**Trecho do texto**

Quando escreveu o livro, Ashton disse que queria contar uma história que refletisse sobre uma espécie de imortalidade que fosse combinada como uma estrutura social exploradora. Por mais que tivesse feito uma série de alterações para o filme, como o próprio autor confirmou, Joon Ho manteve essa essência em “Mickey 17”. No seu filme, a vida de um Dispensável não vale absolutamente nada. Cada um dos Mickeys cumpre a sua missão de forma até resignada, mas detesta a morte e a consequente “reimpressão” que sempre vem com as memórias do clone anterior. Cada Mickey tem a memória das mortes anteriores. Num dado momento, um deles chega a dizer que “toda a nossa a vida é uma punição”.

Mickey é tratado como um experimento, uma figura dispensável, por praticamente todos os que estão na expedição para Niflheim. Além de ser tratado como um objeto vivo, Mickey ainda tem que conviver com as constantes perguntas de seus colegas: “Qual é a sensação de morrer?”. Curiosamente, Bong Joon Ho nunca deixa que esta pergunta seja respondida em todo o filme.

**Instruções da tarefa 1**
Responda às perguntas com base no trecho sobre o filme "Mickey 17":
(a) Do que cada Mickey guarda a memória?
(b) Qual é o destino da expedição?
(c) Que pergunta os colegas fazem constantemente a Mickey?
**Instruções da tarefa 2**
Prossiga com o trecho sobre o filme "Mickey 17" a partir da última frase.

**Dados do exercício**

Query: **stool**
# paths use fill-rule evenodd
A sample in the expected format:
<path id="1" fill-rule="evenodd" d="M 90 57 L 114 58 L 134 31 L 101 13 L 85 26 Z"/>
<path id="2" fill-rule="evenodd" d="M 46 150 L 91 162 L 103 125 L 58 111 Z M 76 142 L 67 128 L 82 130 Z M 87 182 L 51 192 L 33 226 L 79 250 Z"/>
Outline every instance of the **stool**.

**Sua resposta 1**
(a) Cada Mickey guarda a memória das mortes anteriores.
(b) A expedição vai para Niflheim.
(c) Os colegas perguntam: "Qual é a sensação de morrer?"

**Sua resposta 2**
Mickey é a mão de obra mais barata e desprezível de um sistema opressor. A nave colônia para Niflheim é um microcosmo de uma fábrica. A maior parte usa o mesmo tipo de roupa, com a mesma cor e tem tarefas específicas designadas que devem ser cumpridas regiamente para dentro de um sistema rigorosamente controlado. Nesta cadeia, Mickey é o mais dispensável de todos. Tanto que ninguém faz o menor esforço para o salvar mesmo quando ele parece estar ainda vivo em determinadas situações.

Tudo muda, porém, quando uma de suas cópias, o 17, não é morta como se imaginava que ele seria ao se encontrar numa situação limite. Quando volta para o seu quarto, Mickey 17 se vê numa enrascada ao perceber que está deitado na sua cama o Mickey 18, a sua nova cópia. Agora eles são múltiplos e o perigo da extinção é iminente.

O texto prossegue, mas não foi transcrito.